─── EXTRAIT DU DOCUMENT
Mountain 241-036, l'accident méconnu

 Il s'agit du déraillement d'un train en octobre 1932. Un accident qui n'a pas fait de morts ni de blessés graves, ce  qui fait que la presse  l'a presque ignoré. Je ne fais ici que rapporter ce qui a été écrit dans l'édition du Petit Parisien du 12 octobre 1932. J'ai néanmoins coupé de l'article l'identité et les blessures des passagers, qualifiées de légères mais décrites de manière détaillée.

A 7h30, le rapide Paris-Bâle, qui roulait à 110 kilomètres à l'heure a déraillé hier matin en gare de Villepatour-en-Brie, près de Tournan, dans la Seine-et-Marne. (...)
Le rapide 4031 avait quitté la gare de l'Est hier matin à 7 heures en direction de Bâle. L'Orient-Express, dont le terminus est à Belgrade, contenait environ 80 voyageurs et une trentaine d'employés des Compagnies de l'Est et des Wagons-Lits.
Dès la sortie de Paris, le rapide s'élança à grande vitesse sur la voie libre. Il atteignit bientôt cent kilomètres à l'heure; puis dans les plaines de la Brie, le manomètre marquait 110 à l'heure. Vers 7 h 30, au kilomètre 43.550, peu après un passage à niveau, le mécanicien s'aperçut que la locomotive "flottait" et qu'un balancement inquiétant se propageait tout le long du train. Aussi jugea t-il utile de ralentir. Puis, sentant que le convoi emportait littéralement les voies, il bloqua les freins et mit le régulateur de vapeur au point mort. Mais traînant un poids de 278 tonnes 500, la locomotive continué sa trajectoire en direction de la gare de Villepatour-en-Brie, déplaçant, sur un parcours de deux cent mètres environ, les rails en "S". la voie "suivait" le train. 
la locomotive fut brusquement déportée de la voie descendante vers la voie montante et projetée contre la façade de la gare qu'elle défonça pour retomber ensuite sur la voie, arrachant une vingtaine de traverses qui lui servirent de butoir et la firent stopper à environ dix mètres au delà de la gare. 
Déjà, le tender et le fourgon s'étaient mis en travers des voies et le wagon-poste, dans lequel, depuis le départ de Paris, les employés triaient avec activité le courrier, avait complètement traversé le mur qui sépare les quais du bureau du chef de gare. D'autres wagons, dans un amoncellement indescriptible, s'étaient jetés les uns contre les autres. Seul, le wagon-restaurant demeura debout, offrant aux regards le spectacle d'une vaisselle bouleversée et d'un matériel mis en morceaux.
──────
* [EXERCICE PROPOSÉ 1]
Répondez aux questions suivantes sur le récit du déraillement :
(a) À quelle heure le rapide 4031 avait-il quitté la gare de l'Est ?
(b) Quel poids la locomotive traînait-elle ?
(c) Quel wagon fut le seul à demeurer debout ?
─── DONNÉES DISPONIBLES
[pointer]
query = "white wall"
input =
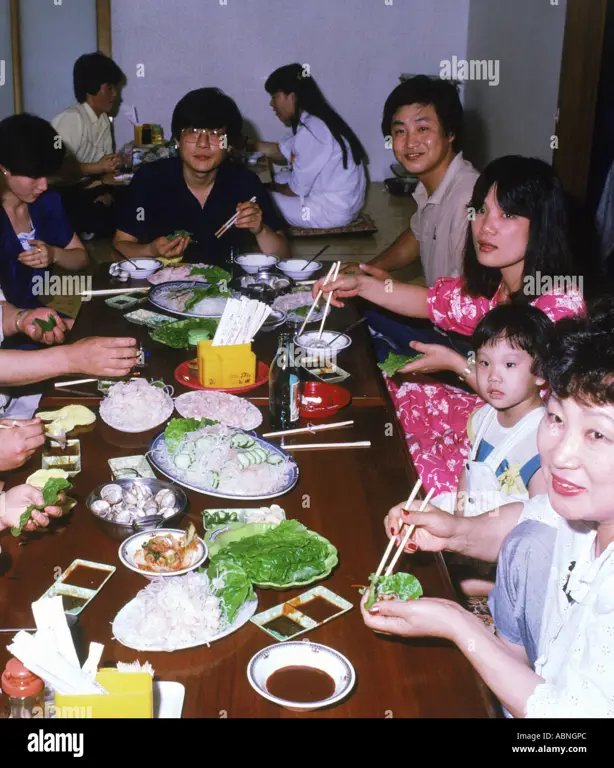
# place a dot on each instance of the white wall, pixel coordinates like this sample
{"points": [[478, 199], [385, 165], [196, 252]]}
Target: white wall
{"points": [[356, 49], [518, 115], [6, 88], [52, 39]]}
──────
* [EXERCICE PROPOSÉ 2] Trouvez, s'il vous plaît, toutes les lignes des enregistrements qui contiennent le mot "wall".

* [RÉSULTAT 1]
(a) À 7 heures.
(b) 278 tonnes 500.
(c) Le wagon-restaurant.

* [RÉSULTAT 2]
query = "white wall"
# place a dot on each instance of the white wall, pixel coordinates like this sample
Target: white wall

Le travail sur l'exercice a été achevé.